Rewrite all of the records below, replacing every instance of "rough mask" with "coarse mask". Keep everything else the same.
***** Data for this exercise
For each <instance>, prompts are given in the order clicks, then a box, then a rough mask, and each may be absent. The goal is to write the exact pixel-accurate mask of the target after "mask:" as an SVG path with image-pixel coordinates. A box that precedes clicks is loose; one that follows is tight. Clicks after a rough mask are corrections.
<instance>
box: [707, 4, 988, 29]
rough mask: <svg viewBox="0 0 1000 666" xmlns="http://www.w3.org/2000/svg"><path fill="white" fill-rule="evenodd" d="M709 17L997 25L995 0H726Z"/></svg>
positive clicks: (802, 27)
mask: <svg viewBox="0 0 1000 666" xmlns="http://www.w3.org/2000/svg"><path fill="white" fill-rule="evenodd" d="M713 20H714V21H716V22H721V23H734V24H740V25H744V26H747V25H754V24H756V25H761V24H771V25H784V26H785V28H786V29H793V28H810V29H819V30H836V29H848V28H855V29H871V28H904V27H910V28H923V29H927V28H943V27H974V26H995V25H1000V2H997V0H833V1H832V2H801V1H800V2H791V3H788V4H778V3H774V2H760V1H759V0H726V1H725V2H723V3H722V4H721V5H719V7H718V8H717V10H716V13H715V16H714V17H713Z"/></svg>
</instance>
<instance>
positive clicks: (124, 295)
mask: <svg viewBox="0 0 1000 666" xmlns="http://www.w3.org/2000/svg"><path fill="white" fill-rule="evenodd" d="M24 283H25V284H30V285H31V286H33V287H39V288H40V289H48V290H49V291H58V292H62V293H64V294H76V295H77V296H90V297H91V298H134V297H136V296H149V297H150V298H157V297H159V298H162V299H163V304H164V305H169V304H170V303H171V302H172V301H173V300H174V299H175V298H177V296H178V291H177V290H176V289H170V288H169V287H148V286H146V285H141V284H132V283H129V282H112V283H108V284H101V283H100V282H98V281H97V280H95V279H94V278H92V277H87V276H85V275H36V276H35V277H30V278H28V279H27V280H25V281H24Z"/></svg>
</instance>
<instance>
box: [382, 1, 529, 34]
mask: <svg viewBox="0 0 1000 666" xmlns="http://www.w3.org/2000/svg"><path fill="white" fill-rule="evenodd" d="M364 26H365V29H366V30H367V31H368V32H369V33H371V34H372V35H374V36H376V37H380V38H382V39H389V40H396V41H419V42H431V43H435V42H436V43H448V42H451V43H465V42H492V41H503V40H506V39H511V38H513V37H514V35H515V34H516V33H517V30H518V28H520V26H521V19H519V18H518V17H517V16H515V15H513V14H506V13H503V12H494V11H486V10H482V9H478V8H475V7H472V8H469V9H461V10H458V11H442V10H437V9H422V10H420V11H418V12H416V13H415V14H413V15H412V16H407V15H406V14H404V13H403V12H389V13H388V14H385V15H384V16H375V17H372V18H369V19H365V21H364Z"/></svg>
**********
Solution for this task:
For each <instance>, prompts are given in the order clicks, then a box, then a coarse mask, and each may be absent. The goal is to write the exact pixel-accurate mask of the target after "mask:" as an SVG path with image-pixel coordinates. A box that precedes clicks is loose; one that follows is tight. Clicks after a coarse mask are corrections.
<instance>
box: [707, 4, 988, 29]
coarse mask: <svg viewBox="0 0 1000 666" xmlns="http://www.w3.org/2000/svg"><path fill="white" fill-rule="evenodd" d="M709 17L997 25L995 0H726Z"/></svg>
positive clicks: (802, 27)
mask: <svg viewBox="0 0 1000 666" xmlns="http://www.w3.org/2000/svg"><path fill="white" fill-rule="evenodd" d="M713 20H714V21H716V22H721V23H734V24H740V25H744V26H747V25H754V24H756V25H761V24H771V25H784V26H785V28H786V29H793V28H810V29H819V30H836V29H848V28H855V29H871V28H904V27H910V28H923V29H927V28H943V27H974V26H995V25H1000V2H997V0H833V1H832V2H801V1H800V2H791V3H788V4H778V3H774V2H760V1H759V0H726V1H725V2H723V3H722V4H721V5H719V7H718V8H717V10H716V13H715V16H714V17H713Z"/></svg>
</instance>
<instance>
positive clicks: (124, 295)
mask: <svg viewBox="0 0 1000 666" xmlns="http://www.w3.org/2000/svg"><path fill="white" fill-rule="evenodd" d="M24 283H25V284H30V285H31V286H33V287H39V288H40V289H48V290H49V291H58V292H62V293H64V294H76V295H77V296H90V297H91V298H134V297H136V296H149V297H150V298H157V297H159V298H162V299H163V304H164V305H169V304H170V303H171V302H172V301H173V300H174V299H175V298H177V296H178V291H177V290H176V289H170V288H169V287H148V286H146V285H141V284H132V283H129V282H112V283H108V284H101V283H100V282H98V281H97V280H95V279H94V278H92V277H87V276H85V275H36V276H35V277H30V278H28V279H27V280H25V281H24Z"/></svg>
</instance>
<instance>
box: [382, 1, 529, 34]
mask: <svg viewBox="0 0 1000 666" xmlns="http://www.w3.org/2000/svg"><path fill="white" fill-rule="evenodd" d="M364 26H365V29H366V30H367V31H368V32H369V33H371V34H372V35H374V36H376V37H380V38H382V39H389V40H396V41H419V42H431V43H435V42H436V43H448V42H451V43H465V42H492V41H503V40H506V39H511V38H513V37H514V35H515V34H516V33H517V30H518V28H520V26H521V19H519V18H518V17H517V16H515V15H513V14H506V13H503V12H494V11H486V10H482V9H478V8H475V7H472V8H469V9H461V10H458V11H442V10H437V9H422V10H420V11H418V12H416V13H415V14H413V15H412V16H407V15H406V14H404V13H403V12H389V13H388V14H385V15H384V16H375V17H372V18H369V19H365V21H364Z"/></svg>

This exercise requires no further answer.